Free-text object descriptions
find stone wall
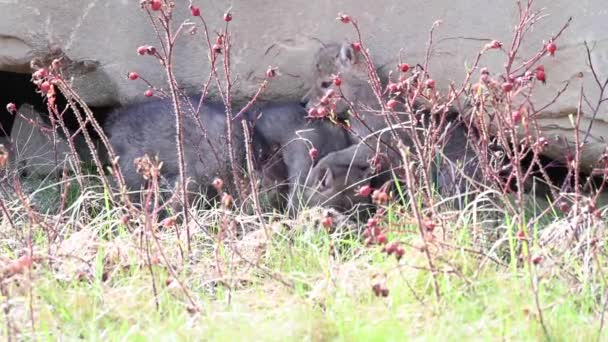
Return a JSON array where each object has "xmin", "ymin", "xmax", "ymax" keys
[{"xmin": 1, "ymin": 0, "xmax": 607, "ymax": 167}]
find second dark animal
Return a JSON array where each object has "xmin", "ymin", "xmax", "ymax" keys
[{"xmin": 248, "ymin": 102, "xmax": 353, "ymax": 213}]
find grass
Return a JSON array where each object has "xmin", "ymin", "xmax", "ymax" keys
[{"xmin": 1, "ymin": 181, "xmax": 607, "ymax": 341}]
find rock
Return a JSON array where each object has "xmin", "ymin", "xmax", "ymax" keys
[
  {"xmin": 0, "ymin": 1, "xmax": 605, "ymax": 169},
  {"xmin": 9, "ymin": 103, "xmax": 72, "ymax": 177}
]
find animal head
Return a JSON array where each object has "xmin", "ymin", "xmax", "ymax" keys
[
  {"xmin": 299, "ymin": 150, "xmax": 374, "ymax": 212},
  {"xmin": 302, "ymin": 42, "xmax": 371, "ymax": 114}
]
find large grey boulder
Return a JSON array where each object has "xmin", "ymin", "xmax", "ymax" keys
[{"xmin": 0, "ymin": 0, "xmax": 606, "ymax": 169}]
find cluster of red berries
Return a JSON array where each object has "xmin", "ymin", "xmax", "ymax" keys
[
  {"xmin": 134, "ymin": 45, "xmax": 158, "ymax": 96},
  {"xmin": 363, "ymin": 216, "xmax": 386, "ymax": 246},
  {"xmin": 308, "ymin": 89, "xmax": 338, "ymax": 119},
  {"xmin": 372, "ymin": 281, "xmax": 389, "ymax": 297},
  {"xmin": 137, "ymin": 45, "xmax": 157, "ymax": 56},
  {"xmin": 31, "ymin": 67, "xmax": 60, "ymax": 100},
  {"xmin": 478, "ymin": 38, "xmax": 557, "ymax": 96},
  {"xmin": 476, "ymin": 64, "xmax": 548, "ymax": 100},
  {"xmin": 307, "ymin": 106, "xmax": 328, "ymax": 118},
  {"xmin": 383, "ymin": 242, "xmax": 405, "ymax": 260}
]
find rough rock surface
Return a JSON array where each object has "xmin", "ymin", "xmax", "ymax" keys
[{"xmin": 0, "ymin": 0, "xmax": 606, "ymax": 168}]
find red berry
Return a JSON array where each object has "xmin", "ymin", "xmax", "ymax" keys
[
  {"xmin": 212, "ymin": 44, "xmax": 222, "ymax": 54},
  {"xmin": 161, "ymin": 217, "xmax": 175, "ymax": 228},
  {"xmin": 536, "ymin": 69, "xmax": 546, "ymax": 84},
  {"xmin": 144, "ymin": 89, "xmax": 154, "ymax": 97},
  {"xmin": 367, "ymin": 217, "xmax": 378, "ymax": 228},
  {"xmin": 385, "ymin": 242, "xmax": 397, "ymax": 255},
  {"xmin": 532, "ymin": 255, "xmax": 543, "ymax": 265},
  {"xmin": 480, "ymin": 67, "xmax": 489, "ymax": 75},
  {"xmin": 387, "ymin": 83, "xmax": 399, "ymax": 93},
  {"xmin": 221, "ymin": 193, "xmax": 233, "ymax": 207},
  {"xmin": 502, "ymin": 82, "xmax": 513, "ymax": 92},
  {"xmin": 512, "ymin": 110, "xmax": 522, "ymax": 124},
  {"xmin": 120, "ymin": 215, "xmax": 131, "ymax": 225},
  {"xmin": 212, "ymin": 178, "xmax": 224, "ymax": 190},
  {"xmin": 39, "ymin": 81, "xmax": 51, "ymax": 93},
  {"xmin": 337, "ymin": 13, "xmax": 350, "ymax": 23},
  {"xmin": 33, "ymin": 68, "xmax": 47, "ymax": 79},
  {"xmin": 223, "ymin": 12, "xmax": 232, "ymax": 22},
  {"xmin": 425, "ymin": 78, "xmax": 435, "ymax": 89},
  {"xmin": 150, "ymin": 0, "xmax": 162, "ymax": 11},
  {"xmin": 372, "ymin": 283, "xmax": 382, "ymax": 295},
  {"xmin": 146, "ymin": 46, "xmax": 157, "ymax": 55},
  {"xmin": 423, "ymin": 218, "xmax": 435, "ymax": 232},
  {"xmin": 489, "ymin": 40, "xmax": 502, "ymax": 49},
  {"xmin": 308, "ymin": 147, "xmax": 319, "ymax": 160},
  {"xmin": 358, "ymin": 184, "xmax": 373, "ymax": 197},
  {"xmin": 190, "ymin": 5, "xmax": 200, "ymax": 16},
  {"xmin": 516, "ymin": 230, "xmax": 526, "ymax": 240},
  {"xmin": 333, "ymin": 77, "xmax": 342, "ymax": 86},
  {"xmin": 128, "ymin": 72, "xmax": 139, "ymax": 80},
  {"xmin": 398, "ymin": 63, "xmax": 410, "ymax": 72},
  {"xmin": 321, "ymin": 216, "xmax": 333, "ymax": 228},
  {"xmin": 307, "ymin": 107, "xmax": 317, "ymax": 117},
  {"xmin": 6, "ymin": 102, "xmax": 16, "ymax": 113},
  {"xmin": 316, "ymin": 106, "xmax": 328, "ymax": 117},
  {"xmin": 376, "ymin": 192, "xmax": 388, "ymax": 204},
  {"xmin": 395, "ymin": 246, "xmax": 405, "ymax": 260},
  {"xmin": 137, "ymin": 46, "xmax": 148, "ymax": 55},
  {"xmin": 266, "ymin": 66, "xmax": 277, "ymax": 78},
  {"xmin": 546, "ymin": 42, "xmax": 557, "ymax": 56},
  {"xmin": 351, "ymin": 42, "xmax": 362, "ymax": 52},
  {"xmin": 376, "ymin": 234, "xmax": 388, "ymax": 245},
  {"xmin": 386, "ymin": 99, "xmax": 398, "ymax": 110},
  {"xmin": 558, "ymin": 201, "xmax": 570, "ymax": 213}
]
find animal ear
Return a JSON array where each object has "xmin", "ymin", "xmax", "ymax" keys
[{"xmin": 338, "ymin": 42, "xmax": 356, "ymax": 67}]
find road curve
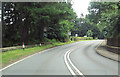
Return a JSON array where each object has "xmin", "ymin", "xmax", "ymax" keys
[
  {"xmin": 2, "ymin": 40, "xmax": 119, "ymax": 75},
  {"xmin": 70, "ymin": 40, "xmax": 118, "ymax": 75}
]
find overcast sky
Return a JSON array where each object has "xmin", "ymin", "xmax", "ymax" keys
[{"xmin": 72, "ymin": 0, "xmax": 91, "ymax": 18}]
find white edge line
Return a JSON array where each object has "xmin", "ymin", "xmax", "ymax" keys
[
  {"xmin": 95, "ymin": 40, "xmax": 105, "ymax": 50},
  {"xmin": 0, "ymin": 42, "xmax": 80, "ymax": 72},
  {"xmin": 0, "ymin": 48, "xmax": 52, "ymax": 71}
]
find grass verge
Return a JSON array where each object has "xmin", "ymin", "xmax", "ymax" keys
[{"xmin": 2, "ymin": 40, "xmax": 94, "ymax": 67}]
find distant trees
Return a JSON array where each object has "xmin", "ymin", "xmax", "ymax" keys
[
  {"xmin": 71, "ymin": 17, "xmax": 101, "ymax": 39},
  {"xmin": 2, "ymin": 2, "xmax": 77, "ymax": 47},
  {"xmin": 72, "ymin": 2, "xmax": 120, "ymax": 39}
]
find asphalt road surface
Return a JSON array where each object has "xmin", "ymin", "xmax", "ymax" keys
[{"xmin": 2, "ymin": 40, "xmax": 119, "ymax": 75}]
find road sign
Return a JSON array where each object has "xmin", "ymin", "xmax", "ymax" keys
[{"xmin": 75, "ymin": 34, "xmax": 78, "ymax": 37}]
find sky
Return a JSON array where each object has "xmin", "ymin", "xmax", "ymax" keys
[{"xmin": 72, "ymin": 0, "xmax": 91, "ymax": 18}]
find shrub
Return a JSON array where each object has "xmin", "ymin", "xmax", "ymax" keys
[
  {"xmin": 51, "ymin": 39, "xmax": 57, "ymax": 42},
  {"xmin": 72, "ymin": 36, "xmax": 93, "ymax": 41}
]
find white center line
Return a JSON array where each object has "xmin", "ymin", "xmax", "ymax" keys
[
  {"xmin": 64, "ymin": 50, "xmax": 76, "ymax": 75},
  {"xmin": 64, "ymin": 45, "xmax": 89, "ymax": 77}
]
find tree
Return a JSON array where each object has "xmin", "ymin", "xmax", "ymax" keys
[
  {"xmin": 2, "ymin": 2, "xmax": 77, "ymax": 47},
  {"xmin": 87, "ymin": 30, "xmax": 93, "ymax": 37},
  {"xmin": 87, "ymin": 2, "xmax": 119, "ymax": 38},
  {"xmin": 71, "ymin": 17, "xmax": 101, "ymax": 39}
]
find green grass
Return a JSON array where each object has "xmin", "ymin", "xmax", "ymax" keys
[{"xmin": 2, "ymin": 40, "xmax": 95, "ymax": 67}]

◆ YOUR OBJECTIVE: Write only the number of lines in the entries where the string "grass" occurs.

◆ WRITTEN RESPONSE: 3